Could you copy the entries below word for word, leaving out the pictures?

== Extracted data

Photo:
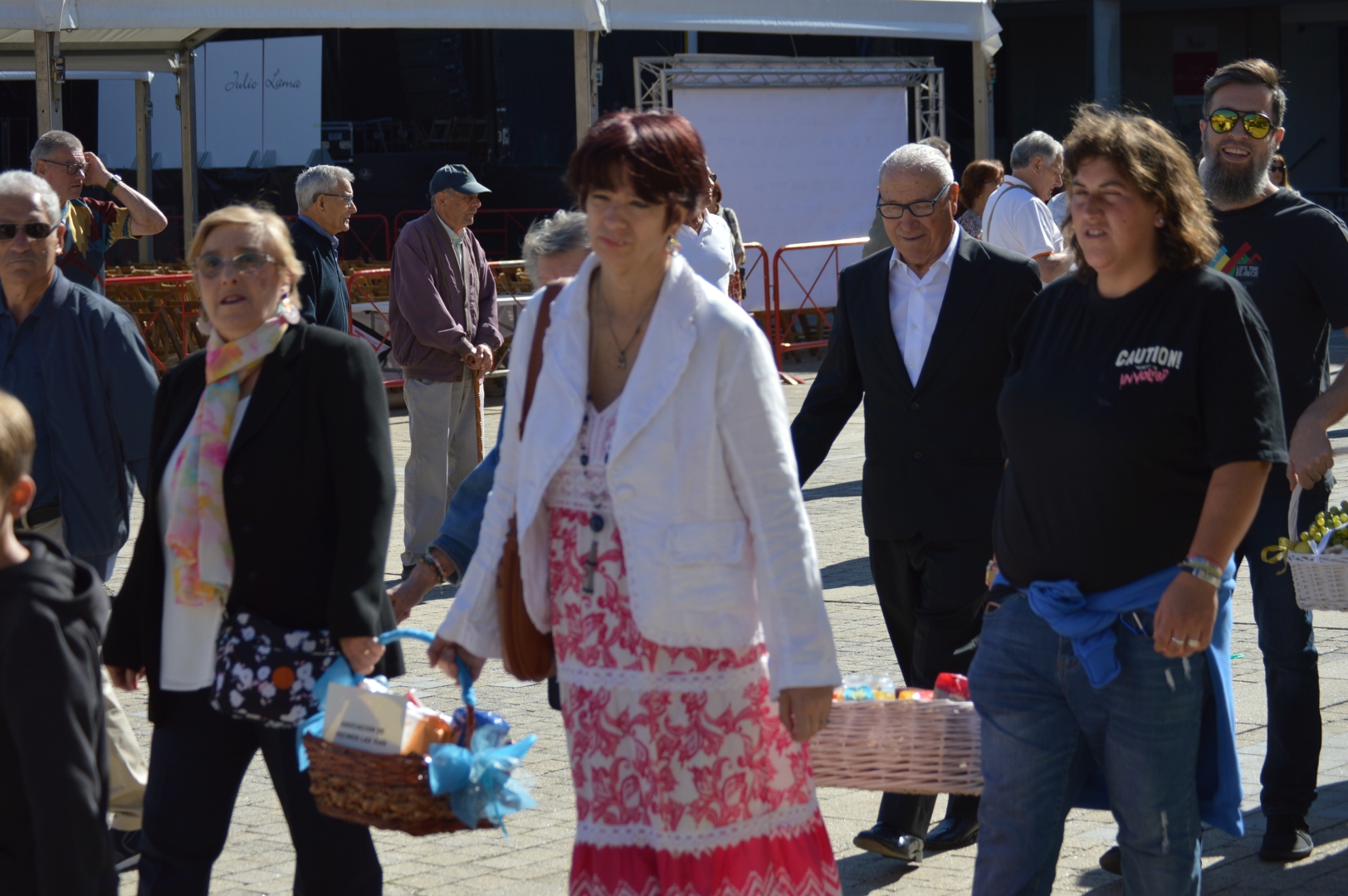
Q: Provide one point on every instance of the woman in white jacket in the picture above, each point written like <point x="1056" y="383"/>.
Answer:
<point x="665" y="544"/>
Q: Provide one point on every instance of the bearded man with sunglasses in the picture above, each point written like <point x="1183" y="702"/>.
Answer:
<point x="92" y="226"/>
<point x="922" y="334"/>
<point x="81" y="369"/>
<point x="1287" y="252"/>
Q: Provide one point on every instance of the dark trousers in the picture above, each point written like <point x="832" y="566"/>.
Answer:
<point x="197" y="760"/>
<point x="1292" y="663"/>
<point x="931" y="595"/>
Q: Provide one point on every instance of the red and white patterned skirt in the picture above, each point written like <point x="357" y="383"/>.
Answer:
<point x="686" y="781"/>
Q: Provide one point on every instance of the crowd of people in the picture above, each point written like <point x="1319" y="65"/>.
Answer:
<point x="1088" y="383"/>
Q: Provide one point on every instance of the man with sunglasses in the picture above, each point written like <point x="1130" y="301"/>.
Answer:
<point x="326" y="201"/>
<point x="81" y="369"/>
<point x="1289" y="254"/>
<point x="92" y="226"/>
<point x="921" y="334"/>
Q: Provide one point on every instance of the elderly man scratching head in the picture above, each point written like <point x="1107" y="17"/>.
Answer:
<point x="326" y="201"/>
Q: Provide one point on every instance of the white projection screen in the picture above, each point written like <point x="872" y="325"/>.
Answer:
<point x="799" y="164"/>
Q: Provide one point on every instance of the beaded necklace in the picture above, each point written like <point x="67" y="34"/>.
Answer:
<point x="594" y="487"/>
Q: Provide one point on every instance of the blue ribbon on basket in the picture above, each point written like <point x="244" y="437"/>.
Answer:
<point x="477" y="777"/>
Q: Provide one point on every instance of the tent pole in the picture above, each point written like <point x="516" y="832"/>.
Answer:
<point x="983" y="134"/>
<point x="584" y="73"/>
<point x="188" y="114"/>
<point x="46" y="46"/>
<point x="144" y="161"/>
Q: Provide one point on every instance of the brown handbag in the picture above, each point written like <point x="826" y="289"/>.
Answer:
<point x="526" y="652"/>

====

▶ Answer for this exercise
Photo:
Q: Provide one point on every instance of the woman in white jacket in the picture above, each point written like <point x="1056" y="383"/>.
Answer:
<point x="665" y="544"/>
Q: Provide one point on every instance of the bearded man with sunglasses in the picture above, each point written like <point x="1183" y="702"/>.
Answer:
<point x="92" y="226"/>
<point x="922" y="334"/>
<point x="81" y="369"/>
<point x="1287" y="252"/>
Q: Provide one point on every instance of the dark trousers in the picture above, each point written like <point x="832" y="566"/>.
Answer:
<point x="197" y="760"/>
<point x="1292" y="663"/>
<point x="931" y="595"/>
Q: Provide one point on every instance of the red and white patterned skirt in the picture above, each point written like <point x="357" y="383"/>.
Answer:
<point x="686" y="781"/>
Q: Provide one point on every instance of the crowd of people in the picture above, each point written like <point x="1319" y="65"/>.
Answer:
<point x="1088" y="383"/>
Q: Provide one point on every instance of the man with sunglasses in the picture above, each point written like <point x="1130" y="301"/>.
Answer:
<point x="326" y="201"/>
<point x="81" y="369"/>
<point x="1289" y="254"/>
<point x="92" y="226"/>
<point x="921" y="334"/>
Q: Provide one point on every instance of the elderly man scratching head in the picture above, each point written like <point x="1107" y="17"/>.
Answer:
<point x="326" y="201"/>
Q: Provide one point on every instance of the white projection screen in the picture above, each point written like <point x="872" y="325"/>.
Answer:
<point x="799" y="164"/>
Q: Provide one point on every instance of the beaded necklace in the picture above, each point written like <point x="67" y="34"/>.
Answer:
<point x="594" y="487"/>
Q: Provide one point on every instance of the blue ribbon on basket in the picture above, each point written like <point x="244" y="437"/>.
Answer:
<point x="477" y="777"/>
Q: Provide one point on every instance of the tent pole in the picture above, each point written like <point x="516" y="832"/>.
Answer:
<point x="983" y="134"/>
<point x="584" y="73"/>
<point x="188" y="114"/>
<point x="46" y="46"/>
<point x="144" y="161"/>
Q: Provide one point on every instance of the brown handbag in the picture above, each point written like <point x="826" y="289"/>.
Answer:
<point x="526" y="652"/>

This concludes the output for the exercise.